Gather every line below that contains the word "white", and copy each one in full. Case counts.

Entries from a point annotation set
:::::

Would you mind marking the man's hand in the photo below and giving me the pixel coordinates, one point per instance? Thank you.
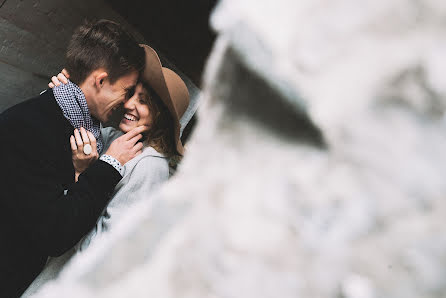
(81, 161)
(126, 147)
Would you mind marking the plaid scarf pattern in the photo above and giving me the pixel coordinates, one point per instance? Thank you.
(73, 104)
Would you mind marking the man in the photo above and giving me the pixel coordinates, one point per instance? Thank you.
(44, 212)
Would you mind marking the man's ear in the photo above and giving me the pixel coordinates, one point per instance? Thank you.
(100, 79)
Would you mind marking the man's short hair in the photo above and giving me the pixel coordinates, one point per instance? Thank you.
(102, 44)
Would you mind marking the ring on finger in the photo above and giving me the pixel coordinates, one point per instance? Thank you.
(87, 149)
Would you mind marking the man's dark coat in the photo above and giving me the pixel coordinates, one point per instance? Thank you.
(43, 212)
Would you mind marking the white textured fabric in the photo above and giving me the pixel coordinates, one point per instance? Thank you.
(113, 162)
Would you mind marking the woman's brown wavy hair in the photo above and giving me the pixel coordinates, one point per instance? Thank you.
(161, 135)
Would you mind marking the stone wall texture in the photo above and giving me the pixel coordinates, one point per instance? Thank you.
(316, 170)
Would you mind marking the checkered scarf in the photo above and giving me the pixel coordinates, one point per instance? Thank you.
(71, 100)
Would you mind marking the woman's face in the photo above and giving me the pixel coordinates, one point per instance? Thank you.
(136, 110)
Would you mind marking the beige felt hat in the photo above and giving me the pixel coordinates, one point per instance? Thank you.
(169, 87)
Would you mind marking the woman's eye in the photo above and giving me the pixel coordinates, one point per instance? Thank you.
(143, 100)
(130, 93)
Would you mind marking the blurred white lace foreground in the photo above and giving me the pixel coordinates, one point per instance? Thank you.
(316, 170)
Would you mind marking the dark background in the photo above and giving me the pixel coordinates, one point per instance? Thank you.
(178, 29)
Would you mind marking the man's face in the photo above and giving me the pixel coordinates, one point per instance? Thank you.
(110, 96)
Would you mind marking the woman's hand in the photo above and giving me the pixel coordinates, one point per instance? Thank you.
(62, 77)
(82, 161)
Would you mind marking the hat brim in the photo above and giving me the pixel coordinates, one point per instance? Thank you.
(155, 75)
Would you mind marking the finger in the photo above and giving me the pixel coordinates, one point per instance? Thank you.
(73, 144)
(135, 131)
(135, 139)
(92, 142)
(84, 135)
(55, 81)
(137, 147)
(62, 78)
(65, 73)
(78, 138)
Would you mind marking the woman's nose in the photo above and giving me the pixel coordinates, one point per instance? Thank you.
(130, 103)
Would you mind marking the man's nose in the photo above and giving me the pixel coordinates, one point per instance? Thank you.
(130, 103)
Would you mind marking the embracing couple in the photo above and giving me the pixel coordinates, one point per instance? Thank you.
(65, 179)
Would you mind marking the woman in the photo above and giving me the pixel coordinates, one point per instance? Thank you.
(159, 100)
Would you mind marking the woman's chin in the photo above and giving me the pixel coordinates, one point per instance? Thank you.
(124, 127)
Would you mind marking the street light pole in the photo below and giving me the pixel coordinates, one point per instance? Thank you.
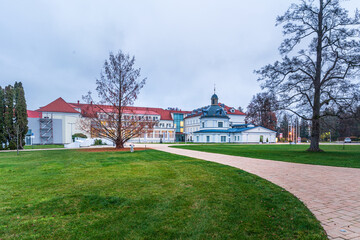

:::::

Worked solution:
Would you mind marking the white textured fabric in the photo above and giving me the pixel coordinates, one point per instance? Thank you.
Would you mind marking the blurred white lace foreground in the photo above and giving me the pixel coordinates, one point per instance? Thank you.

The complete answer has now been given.